_PASSAGE PROVIDED_.

In defence of the humble cricket journalist
Covid has already given us a taste of the journalist-free cricket landscape but is this the print media’s future, basically transcribing television?
Next week, Aaron Finch’s Australians commence a white ball series with a T20 international against the West Indies in Gros Islet.
It’s an enticing prospect. Australia hasn’t been to the Caribbean for more than six years, hasn’t played a T20 against West Indies for more than seven. For our underemployed, overbubbled cricketers, it is their year’s only tour, and a chance to stake a claim for selection in the T20 World Cup starting in mid-October.
Yet how will we follow said fixtures? At time of writing, it’s by no means clear whether the games will be on Australian television. Fox Sports are still to strike a content agreement with an intermediary representing the boards of West Indies, Sri Lanka and New Zealand.

_TASKS TO PERFORM_.
1. From the cricket journalism article, output the text from "It’s an enticing" up to and including "and New Zealand.".
2. Answer these questions using the cricket journalism article:
(a) In what place will Australia play its T20 international against the West Indies?
(b) When does the T20 World Cup start?
(c) Which boards does the intermediary dealing with Fox Sports represent?
The data has no connection to the cricket journalism article.

_INFORMATION_.

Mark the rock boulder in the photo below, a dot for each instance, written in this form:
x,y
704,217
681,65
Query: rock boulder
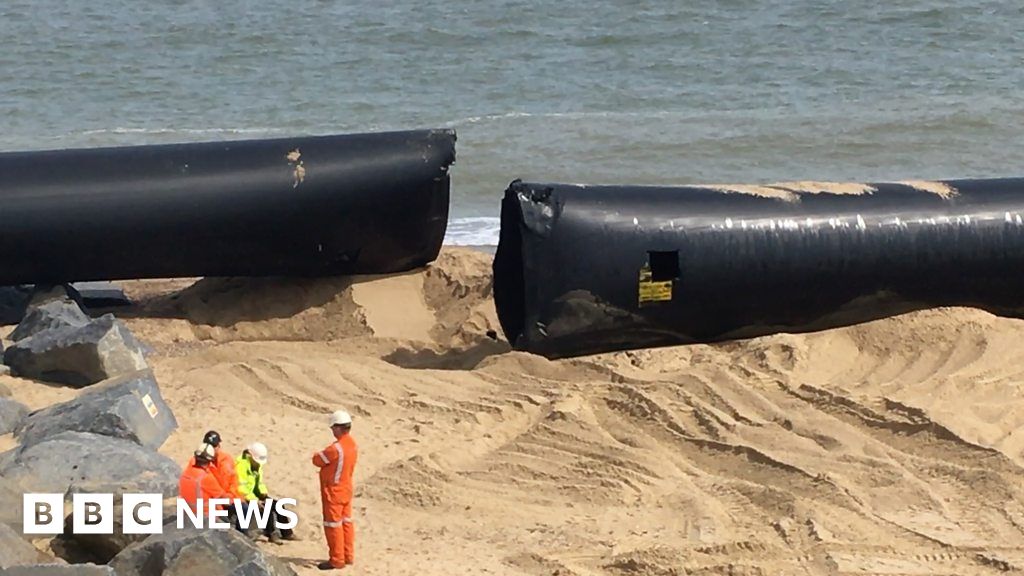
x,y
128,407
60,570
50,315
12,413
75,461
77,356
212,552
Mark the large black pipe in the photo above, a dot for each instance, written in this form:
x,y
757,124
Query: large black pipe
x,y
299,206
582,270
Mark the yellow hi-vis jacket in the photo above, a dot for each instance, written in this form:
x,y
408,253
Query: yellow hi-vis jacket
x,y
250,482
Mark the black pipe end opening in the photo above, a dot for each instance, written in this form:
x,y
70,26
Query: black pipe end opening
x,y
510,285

_WRITTEN ANSWERS_.
1.
It’s an enticing prospect. Australia hasn’t been to the Caribbean for more than six years, hasn’t played a T20 against West Indies for more than seven. For our underemployed, overbubbled cricketers, it is their year’s only tour, and a chance to stake a claim for selection in the T20 World Cup starting in mid-October.
Yet how will we follow said fixtures? At time of writing, it’s by no means clear whether the games will be on Australian television. Fox Sports are still to strike a content agreement with an intermediary representing the boards of West Indies, Sri Lanka and New Zealand.

2.
(a) Gros Islet
(b) Mid-October
(c) West Indies, Sri Lanka and New Zealand